_Assigned task_
Return every line of the records below verbatim, with no pictures in the copy.

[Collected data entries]
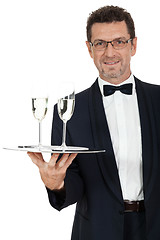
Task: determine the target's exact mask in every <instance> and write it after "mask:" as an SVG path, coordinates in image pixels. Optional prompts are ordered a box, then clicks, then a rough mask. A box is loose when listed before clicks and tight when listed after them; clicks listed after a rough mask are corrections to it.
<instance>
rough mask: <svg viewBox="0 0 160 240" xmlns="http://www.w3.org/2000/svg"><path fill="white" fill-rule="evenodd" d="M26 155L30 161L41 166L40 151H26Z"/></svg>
mask: <svg viewBox="0 0 160 240" xmlns="http://www.w3.org/2000/svg"><path fill="white" fill-rule="evenodd" d="M27 154H28V156H29V157H30V158H31V160H32V162H33V163H34V164H36V165H37V167H41V166H42V165H43V163H44V159H43V156H42V154H41V153H35V152H27Z"/></svg>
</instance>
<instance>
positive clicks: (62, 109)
mask: <svg viewBox="0 0 160 240" xmlns="http://www.w3.org/2000/svg"><path fill="white" fill-rule="evenodd" d="M60 91H61V97H60V98H59V99H58V105H57V106H58V114H59V117H60V119H61V120H62V121H63V135H62V145H61V146H60V148H61V149H62V150H63V151H65V150H68V149H69V147H67V146H66V126H67V122H68V120H70V118H71V117H72V115H73V112H74V107H75V90H74V85H73V83H70V82H64V83H63V84H62V85H61V87H60Z"/></svg>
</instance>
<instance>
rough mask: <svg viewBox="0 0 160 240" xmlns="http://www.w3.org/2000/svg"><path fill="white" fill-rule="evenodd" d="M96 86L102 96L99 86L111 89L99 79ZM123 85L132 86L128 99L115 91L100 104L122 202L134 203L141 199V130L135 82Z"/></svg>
mask: <svg viewBox="0 0 160 240" xmlns="http://www.w3.org/2000/svg"><path fill="white" fill-rule="evenodd" d="M98 83H99V87H100V90H101V93H102V95H103V85H113V84H110V83H108V82H106V81H104V80H102V79H101V78H100V77H99V78H98ZM126 83H133V91H132V95H126V94H123V93H121V92H120V91H116V92H115V93H114V94H113V95H110V96H107V97H104V95H103V104H104V109H105V114H106V118H107V122H108V127H109V131H110V135H111V140H112V144H113V149H114V154H115V158H116V163H117V168H118V172H119V178H120V183H121V188H122V194H123V199H124V200H130V201H137V200H143V199H144V196H143V179H142V144H141V127H140V119H139V110H138V103H137V94H136V89H135V81H134V77H133V75H132V74H131V76H130V77H129V78H128V79H127V80H126V81H125V82H123V83H121V84H119V85H122V84H126ZM117 86H118V85H117ZM106 161H107V160H106ZM108 161H109V159H108Z"/></svg>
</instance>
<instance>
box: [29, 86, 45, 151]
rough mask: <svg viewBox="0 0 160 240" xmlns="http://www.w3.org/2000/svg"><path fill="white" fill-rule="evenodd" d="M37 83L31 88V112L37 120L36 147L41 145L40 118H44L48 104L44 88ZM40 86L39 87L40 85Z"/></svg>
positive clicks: (43, 118) (40, 125)
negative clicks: (32, 87) (36, 135)
mask: <svg viewBox="0 0 160 240" xmlns="http://www.w3.org/2000/svg"><path fill="white" fill-rule="evenodd" d="M41 85H42V84H39V86H38V85H36V86H34V88H33V89H32V112H33V116H34V117H35V119H37V120H38V123H39V142H38V146H37V147H38V149H40V148H41V147H43V146H42V142H41V140H42V136H41V124H42V120H43V119H44V118H45V116H46V113H47V106H48V95H47V93H46V88H45V87H43V86H41ZM40 86H41V87H40Z"/></svg>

_Answer to this exercise_
Task: determine the target's exact mask in every <instance> and write it after "mask:" as an SVG path, coordinates in image pixels. Optional prompts are ordered a box, then clicks, then a rough mask. A box is loose when listed before clicks and tight when listed after them; clicks listed after a rough mask are corrections to it.
<instance>
rough mask: <svg viewBox="0 0 160 240" xmlns="http://www.w3.org/2000/svg"><path fill="white" fill-rule="evenodd" d="M26 155L30 161L41 166L40 151H26Z"/></svg>
mask: <svg viewBox="0 0 160 240" xmlns="http://www.w3.org/2000/svg"><path fill="white" fill-rule="evenodd" d="M27 154H28V156H29V157H30V158H31V160H32V162H33V163H34V164H36V165H37V167H41V166H42V165H43V163H44V159H43V156H42V154H41V153H35V152H27Z"/></svg>
</instance>
<instance>
positive clicks: (62, 109)
mask: <svg viewBox="0 0 160 240" xmlns="http://www.w3.org/2000/svg"><path fill="white" fill-rule="evenodd" d="M60 91H61V97H60V98H59V99H58V105H57V106H58V114H59V117H60V119H61V120H62V121H63V135H62V145H61V146H60V148H61V149H62V150H63V151H65V150H68V149H69V147H67V146H66V126H67V122H68V120H70V118H71V117H72V115H73V112H74V107H75V90H74V85H73V83H70V82H64V83H63V84H62V85H61V87H60Z"/></svg>
</instance>
<instance>
rough mask: <svg viewBox="0 0 160 240" xmlns="http://www.w3.org/2000/svg"><path fill="white" fill-rule="evenodd" d="M96 86L102 96L99 86L111 89L99 79ZM123 85L132 86L128 99L115 91L100 104L122 202L134 203L141 199V130L135 82Z"/></svg>
mask: <svg viewBox="0 0 160 240" xmlns="http://www.w3.org/2000/svg"><path fill="white" fill-rule="evenodd" d="M98 83H99V87H100V90H101V93H102V95H103V85H113V84H110V83H108V82H106V81H104V80H102V79H101V78H100V77H99V78H98ZM126 83H133V91H132V95H126V94H123V93H121V92H120V91H116V92H115V93H114V94H113V95H110V96H107V97H104V95H103V104H104V109H105V114H106V118H107V122H108V127H109V131H110V135H111V140H112V144H113V149H114V154H115V158H116V163H117V168H118V172H119V178H120V183H121V188H122V194H123V199H124V200H130V201H137V200H143V199H144V196H143V179H142V144H141V127H140V119H139V110H138V103H137V94H136V89H135V81H134V77H133V75H132V74H131V76H130V77H129V78H128V79H127V80H126V81H125V82H123V83H121V84H119V85H122V84H126ZM117 86H118V85H117ZM106 161H107V160H106ZM108 161H109V159H108Z"/></svg>
</instance>
<instance>
box: [29, 86, 45, 151]
rough mask: <svg viewBox="0 0 160 240" xmlns="http://www.w3.org/2000/svg"><path fill="white" fill-rule="evenodd" d="M37 83L31 88V112L37 120L36 147L41 145L40 118H44L48 104L44 88ZM40 86L39 87L40 85Z"/></svg>
positive clicks: (43, 118) (40, 125)
negative clicks: (32, 87) (36, 135)
mask: <svg viewBox="0 0 160 240" xmlns="http://www.w3.org/2000/svg"><path fill="white" fill-rule="evenodd" d="M41 85H42V84H39V86H38V85H36V86H34V88H33V89H32V112H33V116H34V117H35V119H37V120H38V123H39V142H38V146H37V147H38V149H40V148H41V147H43V146H42V142H41V140H42V136H41V124H42V120H43V119H44V118H45V116H46V113H47V106H48V95H47V93H46V88H45V87H43V86H41ZM40 86H41V87H40Z"/></svg>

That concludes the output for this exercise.